== Your task ==
Turn the material below, from the line that contains "Reviewer note: confirm that each instance of the red glove" through the end of the material, into a numbered list with blank lines dropped. Leave the pictures out.

== Data listing ==
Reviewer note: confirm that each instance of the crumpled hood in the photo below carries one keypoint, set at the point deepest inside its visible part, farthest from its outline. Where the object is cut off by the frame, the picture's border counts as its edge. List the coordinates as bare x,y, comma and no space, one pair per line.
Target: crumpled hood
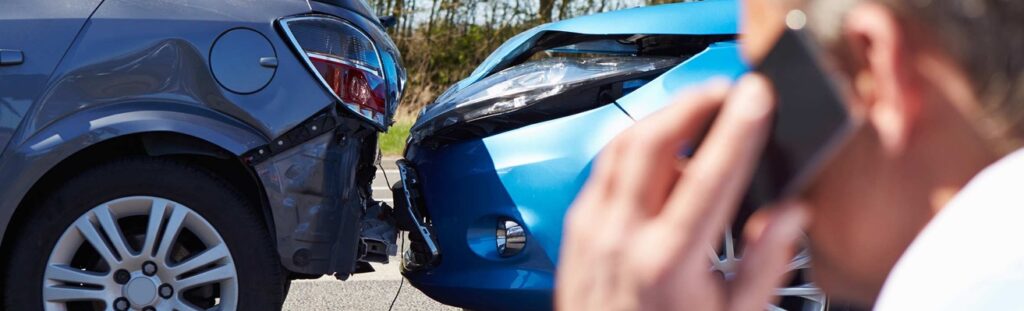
708,17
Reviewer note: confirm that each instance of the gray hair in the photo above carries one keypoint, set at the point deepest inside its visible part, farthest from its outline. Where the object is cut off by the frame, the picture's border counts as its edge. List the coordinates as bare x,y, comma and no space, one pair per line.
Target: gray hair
984,37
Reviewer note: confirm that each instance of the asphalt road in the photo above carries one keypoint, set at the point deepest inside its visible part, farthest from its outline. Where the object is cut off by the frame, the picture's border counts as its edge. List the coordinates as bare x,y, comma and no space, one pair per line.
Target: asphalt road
373,291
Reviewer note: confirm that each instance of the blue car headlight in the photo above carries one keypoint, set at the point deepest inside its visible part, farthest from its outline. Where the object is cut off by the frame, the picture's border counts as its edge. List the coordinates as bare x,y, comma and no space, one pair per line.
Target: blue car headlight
532,92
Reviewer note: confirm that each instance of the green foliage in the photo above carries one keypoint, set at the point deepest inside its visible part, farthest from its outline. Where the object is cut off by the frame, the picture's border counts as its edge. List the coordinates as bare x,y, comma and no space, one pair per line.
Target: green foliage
442,41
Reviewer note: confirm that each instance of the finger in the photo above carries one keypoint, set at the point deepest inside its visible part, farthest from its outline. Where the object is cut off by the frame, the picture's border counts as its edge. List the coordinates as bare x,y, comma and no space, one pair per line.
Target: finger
766,263
720,171
645,175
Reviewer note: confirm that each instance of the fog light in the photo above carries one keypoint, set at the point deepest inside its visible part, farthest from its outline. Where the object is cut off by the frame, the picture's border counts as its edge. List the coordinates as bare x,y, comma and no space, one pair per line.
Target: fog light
511,237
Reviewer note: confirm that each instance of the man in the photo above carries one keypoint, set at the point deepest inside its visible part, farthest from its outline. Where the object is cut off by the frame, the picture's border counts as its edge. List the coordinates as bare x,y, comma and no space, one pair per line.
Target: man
921,209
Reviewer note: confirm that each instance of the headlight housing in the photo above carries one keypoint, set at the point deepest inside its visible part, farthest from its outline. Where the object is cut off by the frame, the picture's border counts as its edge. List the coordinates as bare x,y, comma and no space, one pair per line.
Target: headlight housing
345,60
534,91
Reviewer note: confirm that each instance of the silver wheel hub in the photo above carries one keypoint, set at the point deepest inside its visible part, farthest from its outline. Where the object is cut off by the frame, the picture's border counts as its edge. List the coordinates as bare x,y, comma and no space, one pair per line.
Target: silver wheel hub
140,292
140,253
802,295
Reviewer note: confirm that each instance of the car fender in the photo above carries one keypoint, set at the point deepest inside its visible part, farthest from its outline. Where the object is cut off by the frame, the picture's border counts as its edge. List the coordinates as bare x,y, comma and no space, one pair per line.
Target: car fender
27,163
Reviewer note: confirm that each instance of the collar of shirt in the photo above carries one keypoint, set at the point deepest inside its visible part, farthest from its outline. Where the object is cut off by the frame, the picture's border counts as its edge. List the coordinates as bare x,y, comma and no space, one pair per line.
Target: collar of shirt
970,256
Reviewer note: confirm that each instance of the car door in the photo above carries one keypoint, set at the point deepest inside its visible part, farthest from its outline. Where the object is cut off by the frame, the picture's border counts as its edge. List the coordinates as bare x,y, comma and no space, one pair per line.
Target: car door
34,36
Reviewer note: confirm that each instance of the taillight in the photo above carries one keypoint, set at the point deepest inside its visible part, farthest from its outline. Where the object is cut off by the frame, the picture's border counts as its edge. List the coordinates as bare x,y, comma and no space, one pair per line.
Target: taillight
345,60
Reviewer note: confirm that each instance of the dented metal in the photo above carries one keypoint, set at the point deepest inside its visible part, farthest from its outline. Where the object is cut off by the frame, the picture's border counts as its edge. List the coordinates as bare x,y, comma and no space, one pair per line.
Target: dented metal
321,191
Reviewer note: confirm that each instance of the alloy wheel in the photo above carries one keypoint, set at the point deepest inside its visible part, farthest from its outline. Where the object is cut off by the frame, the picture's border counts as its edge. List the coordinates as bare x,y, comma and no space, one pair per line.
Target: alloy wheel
799,294
140,253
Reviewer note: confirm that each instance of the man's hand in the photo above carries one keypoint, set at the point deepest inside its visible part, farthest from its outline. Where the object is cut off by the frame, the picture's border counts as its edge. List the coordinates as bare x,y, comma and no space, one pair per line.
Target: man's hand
638,235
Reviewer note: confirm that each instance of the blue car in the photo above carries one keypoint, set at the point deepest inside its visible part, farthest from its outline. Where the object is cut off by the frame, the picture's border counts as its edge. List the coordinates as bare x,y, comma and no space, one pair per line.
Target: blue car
493,165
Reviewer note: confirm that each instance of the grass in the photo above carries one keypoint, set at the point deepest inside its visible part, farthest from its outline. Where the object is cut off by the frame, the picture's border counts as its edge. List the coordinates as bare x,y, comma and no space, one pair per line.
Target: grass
393,142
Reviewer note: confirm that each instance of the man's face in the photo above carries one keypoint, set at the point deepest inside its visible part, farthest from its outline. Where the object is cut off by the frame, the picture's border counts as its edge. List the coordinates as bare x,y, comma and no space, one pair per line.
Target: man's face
856,231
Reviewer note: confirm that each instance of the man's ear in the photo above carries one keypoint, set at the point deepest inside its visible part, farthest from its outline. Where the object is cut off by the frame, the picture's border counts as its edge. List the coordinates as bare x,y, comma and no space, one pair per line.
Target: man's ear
882,74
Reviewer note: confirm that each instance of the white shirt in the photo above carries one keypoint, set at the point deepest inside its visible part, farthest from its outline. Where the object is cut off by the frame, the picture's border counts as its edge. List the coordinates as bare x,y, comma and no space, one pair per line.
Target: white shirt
971,255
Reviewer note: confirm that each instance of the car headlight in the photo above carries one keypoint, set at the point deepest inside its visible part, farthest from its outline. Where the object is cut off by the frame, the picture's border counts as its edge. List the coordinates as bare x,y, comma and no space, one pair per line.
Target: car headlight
534,91
344,59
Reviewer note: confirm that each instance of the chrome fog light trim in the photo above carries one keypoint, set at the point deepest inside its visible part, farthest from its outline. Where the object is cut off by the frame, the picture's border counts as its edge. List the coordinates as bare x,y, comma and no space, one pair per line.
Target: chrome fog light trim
511,237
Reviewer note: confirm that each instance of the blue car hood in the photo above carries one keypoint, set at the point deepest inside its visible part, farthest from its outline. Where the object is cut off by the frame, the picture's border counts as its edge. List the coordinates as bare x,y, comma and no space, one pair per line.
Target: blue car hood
708,17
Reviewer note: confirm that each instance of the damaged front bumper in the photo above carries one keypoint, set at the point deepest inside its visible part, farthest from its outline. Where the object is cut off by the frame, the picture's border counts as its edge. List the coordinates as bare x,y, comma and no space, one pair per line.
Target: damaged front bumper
410,216
317,179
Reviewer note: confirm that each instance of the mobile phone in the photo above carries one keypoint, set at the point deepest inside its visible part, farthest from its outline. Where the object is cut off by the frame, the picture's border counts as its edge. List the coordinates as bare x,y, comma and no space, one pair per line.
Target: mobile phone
811,120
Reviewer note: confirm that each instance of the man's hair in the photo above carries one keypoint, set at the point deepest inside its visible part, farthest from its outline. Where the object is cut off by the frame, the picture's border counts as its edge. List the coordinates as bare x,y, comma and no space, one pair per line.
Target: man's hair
984,37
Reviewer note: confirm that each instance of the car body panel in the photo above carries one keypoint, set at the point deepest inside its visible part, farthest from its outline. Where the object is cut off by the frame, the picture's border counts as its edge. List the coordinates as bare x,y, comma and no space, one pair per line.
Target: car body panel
531,175
498,178
20,84
144,67
719,60
707,17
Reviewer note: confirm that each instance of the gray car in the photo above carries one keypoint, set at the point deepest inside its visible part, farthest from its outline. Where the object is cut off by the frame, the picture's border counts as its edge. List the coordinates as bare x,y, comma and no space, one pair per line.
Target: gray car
189,154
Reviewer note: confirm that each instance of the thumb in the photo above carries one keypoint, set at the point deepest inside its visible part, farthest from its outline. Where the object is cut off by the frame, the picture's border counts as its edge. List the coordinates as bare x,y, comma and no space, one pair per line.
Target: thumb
767,258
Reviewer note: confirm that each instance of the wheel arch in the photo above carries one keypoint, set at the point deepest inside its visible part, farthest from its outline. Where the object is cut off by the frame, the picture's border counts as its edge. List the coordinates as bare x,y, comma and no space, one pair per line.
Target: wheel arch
197,135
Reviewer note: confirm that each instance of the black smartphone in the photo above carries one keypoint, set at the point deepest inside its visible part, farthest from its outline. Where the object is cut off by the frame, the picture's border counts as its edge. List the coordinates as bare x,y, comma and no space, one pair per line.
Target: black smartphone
811,120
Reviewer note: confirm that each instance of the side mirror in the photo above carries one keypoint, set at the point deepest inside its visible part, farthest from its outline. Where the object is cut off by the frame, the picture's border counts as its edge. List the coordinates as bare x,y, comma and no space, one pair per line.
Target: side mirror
389,21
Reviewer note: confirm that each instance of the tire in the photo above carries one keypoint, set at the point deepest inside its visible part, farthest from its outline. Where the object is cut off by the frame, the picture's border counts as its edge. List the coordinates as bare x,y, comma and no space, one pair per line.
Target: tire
258,280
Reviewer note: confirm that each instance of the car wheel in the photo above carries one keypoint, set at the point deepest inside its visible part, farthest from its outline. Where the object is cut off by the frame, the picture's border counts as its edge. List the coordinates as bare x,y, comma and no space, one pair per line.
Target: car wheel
800,294
143,234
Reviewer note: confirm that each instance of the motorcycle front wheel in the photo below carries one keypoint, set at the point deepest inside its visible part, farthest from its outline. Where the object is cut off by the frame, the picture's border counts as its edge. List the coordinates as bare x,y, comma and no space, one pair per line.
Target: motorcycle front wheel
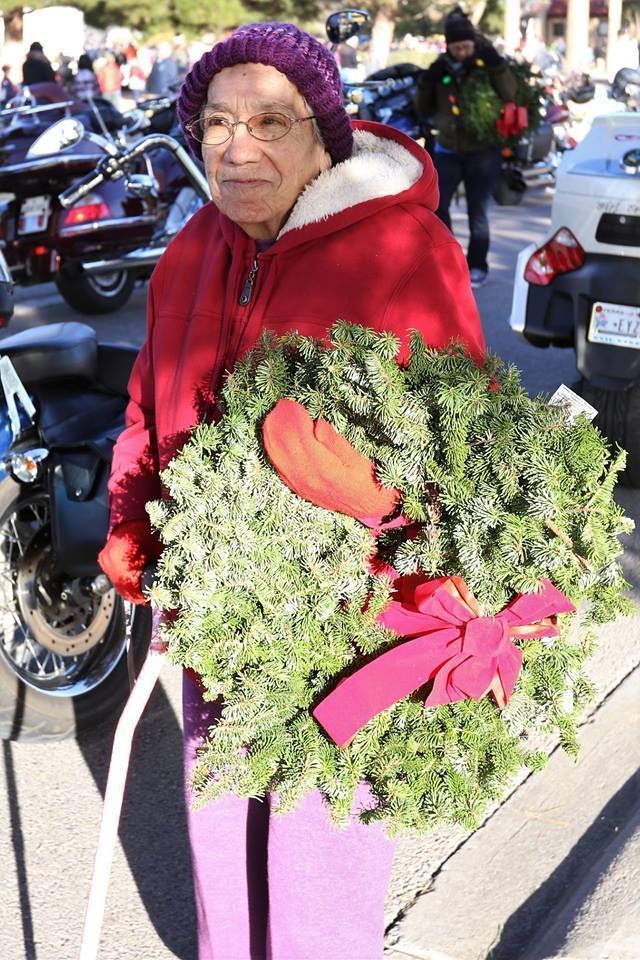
98,293
63,663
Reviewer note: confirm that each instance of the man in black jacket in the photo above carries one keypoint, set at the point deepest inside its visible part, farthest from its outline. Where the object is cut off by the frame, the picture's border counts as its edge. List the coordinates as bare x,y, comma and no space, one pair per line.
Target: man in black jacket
36,68
457,155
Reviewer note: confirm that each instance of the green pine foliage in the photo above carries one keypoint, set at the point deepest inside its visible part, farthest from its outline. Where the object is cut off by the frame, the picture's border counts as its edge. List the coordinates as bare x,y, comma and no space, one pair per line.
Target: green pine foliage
481,106
275,601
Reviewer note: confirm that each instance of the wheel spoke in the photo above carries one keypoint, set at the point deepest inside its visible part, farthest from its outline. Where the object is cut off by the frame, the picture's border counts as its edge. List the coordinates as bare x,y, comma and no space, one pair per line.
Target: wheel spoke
43,614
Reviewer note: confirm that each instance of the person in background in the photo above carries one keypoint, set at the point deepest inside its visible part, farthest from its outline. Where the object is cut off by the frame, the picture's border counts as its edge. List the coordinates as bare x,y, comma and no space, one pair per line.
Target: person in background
310,220
36,67
164,72
457,155
85,83
8,89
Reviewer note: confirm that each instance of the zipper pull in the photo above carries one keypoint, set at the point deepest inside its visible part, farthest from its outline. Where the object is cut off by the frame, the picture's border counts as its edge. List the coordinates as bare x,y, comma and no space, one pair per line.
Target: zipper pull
247,290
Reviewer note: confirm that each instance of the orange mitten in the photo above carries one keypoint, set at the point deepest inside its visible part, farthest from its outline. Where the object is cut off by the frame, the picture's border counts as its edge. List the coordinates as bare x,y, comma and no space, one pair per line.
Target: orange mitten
129,549
318,464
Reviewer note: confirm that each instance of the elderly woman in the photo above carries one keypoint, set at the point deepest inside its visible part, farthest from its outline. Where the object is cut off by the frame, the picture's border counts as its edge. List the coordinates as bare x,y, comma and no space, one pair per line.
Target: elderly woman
312,220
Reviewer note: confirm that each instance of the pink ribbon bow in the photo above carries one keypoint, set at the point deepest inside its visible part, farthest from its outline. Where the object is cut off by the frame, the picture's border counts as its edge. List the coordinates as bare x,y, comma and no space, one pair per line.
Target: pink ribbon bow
465,654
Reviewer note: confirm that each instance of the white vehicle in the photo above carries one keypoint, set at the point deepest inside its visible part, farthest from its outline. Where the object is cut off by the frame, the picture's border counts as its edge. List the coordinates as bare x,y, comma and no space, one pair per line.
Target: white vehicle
581,287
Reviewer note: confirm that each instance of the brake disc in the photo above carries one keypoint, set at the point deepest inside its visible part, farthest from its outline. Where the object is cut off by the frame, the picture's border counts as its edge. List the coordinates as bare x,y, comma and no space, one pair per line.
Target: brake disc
56,616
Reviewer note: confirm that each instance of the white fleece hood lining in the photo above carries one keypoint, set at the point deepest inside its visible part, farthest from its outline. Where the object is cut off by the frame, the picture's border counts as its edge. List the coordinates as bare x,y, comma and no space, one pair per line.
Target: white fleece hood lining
378,167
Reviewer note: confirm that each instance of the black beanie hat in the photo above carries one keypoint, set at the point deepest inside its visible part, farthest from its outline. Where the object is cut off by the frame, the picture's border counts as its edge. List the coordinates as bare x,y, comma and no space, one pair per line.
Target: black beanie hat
458,27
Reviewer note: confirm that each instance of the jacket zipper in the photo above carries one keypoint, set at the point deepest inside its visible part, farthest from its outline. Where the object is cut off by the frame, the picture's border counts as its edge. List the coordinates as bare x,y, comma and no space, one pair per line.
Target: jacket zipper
247,290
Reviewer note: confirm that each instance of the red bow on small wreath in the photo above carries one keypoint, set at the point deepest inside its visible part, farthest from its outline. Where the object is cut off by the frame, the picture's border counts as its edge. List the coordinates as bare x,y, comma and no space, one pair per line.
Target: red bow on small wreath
513,120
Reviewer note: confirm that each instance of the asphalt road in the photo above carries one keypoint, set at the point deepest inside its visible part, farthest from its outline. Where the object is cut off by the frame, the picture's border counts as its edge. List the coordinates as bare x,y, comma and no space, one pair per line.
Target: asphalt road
51,796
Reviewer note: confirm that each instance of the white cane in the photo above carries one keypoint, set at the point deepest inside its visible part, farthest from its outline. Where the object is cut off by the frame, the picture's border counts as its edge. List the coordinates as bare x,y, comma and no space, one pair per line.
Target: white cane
114,794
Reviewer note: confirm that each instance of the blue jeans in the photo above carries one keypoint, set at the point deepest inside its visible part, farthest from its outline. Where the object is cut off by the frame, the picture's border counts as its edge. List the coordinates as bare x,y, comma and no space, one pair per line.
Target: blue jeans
479,172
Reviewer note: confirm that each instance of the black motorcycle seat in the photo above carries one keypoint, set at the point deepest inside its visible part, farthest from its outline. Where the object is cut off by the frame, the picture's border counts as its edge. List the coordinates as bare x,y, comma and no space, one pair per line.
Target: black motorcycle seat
115,362
53,352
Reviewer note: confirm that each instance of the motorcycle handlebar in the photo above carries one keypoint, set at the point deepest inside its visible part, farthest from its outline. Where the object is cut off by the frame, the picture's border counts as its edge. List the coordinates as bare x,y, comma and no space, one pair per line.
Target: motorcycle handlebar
80,189
112,167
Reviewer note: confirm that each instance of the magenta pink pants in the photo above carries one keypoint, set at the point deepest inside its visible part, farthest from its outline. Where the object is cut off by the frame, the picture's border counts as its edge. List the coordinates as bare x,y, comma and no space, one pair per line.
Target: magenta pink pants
289,887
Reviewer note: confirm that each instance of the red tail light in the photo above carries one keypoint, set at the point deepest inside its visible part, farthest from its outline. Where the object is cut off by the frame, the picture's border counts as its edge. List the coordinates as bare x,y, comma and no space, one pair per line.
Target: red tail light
92,207
561,254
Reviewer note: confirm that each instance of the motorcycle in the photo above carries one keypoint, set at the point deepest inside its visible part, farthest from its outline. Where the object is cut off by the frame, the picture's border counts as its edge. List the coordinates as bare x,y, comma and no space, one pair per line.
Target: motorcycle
69,646
96,250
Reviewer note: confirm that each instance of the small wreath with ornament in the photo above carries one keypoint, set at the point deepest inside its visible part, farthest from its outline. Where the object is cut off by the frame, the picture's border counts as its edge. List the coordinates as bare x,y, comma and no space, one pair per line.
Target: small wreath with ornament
484,114
375,568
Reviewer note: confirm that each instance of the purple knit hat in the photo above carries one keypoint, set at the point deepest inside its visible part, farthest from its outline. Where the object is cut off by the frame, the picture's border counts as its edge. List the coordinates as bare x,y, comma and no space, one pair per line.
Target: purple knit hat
304,61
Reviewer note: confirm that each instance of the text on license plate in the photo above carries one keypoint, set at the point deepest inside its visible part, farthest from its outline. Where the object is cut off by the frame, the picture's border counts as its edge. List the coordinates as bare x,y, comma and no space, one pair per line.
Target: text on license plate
615,324
34,215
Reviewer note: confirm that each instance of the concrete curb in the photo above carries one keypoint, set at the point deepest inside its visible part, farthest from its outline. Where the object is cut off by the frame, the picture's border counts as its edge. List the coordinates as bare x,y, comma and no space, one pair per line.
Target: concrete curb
558,832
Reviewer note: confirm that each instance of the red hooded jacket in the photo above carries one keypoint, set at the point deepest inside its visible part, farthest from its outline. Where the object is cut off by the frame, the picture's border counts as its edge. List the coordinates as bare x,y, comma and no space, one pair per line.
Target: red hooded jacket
362,244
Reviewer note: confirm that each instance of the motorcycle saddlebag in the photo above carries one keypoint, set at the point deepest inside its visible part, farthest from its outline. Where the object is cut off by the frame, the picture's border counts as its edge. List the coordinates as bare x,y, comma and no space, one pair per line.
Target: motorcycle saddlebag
80,504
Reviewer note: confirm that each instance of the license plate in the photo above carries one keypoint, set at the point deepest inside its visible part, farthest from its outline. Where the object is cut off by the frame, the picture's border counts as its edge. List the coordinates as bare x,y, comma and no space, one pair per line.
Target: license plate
34,215
615,324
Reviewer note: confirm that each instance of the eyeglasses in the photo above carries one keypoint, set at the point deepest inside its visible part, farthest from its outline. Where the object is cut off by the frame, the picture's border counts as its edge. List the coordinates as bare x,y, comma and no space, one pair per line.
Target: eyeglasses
212,129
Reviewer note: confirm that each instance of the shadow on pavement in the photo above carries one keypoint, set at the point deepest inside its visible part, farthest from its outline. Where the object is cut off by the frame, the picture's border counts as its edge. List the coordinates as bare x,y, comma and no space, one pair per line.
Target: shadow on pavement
540,910
17,843
153,827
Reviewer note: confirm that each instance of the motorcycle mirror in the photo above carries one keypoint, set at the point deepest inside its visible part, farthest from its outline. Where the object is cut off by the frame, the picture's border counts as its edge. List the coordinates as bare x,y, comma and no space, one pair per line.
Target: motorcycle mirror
343,24
59,136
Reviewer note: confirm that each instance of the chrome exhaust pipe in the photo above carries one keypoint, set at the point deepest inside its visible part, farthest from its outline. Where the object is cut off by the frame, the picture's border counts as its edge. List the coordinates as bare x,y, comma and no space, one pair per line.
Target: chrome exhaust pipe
144,257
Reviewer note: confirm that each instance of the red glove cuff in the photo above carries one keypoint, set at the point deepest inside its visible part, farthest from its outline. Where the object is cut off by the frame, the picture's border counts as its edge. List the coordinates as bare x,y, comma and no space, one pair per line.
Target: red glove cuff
130,548
321,466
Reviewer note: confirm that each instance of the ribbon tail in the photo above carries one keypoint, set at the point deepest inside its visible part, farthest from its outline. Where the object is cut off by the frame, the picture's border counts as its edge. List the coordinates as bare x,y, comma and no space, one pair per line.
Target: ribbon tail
377,686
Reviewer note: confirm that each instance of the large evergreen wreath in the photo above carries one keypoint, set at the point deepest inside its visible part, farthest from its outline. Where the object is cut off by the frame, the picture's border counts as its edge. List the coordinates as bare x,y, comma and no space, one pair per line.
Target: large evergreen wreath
480,105
276,599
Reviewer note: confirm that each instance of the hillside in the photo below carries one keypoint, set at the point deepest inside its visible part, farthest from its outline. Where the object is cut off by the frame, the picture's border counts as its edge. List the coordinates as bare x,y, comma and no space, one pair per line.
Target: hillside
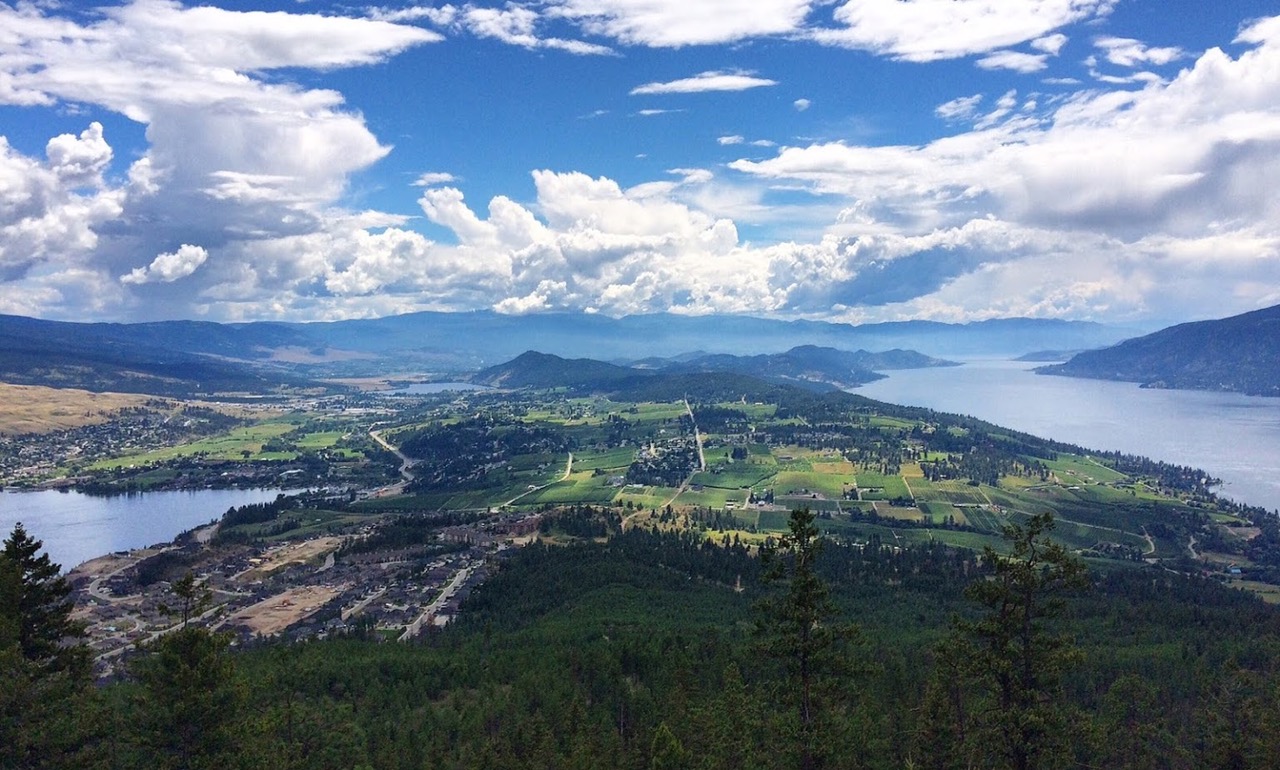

== Problem solution ==
1. Reviewer note: confirm that each instance of the red glove cuff in the photo above carries one keypoint, set at the point deepest inside its visible part, farthest from its outline. Where the object is cut off by the frame, the picture's border counts as its edge. List the coordinates as bare x,y, comma and no space, one pair per line.
2. Target: red glove cuff
3. 130,548
4. 321,466
5. Reviewer note: confirm that each instance of the ribbon tail in the photo above carries one keypoint, set at the point deepest inside its visible part, farthest from its outline. Where the object is cut off by the frame, the picture's border counts as its edge. List the coordinates as bare x,y, comma and no space, one pair per line.
6. Target: ribbon tail
7. 377,686
8. Reviewer note: confirm that each instance of the large evergreen wreath in the photo above carries one keypoint, set at the point deepest inside its visible part, farthest from its outline. Where the object is cut off by the frame, the picture's border counts as its edge. List the coordinates as bare x,y, comma and no space, one pair per line.
9. Target: large evergreen wreath
10. 480,105
11. 276,599
12. Reviewer note: confirm that each instance of the hillside in the photo below carries one keypoint, set at the point deepest inside its visible part, farthest from its outline. Where the object is cut off by the frame, the picture's border counts as its edge. List the coordinates as bare x,y, comma and no space, one pair per line.
13. Target: hillside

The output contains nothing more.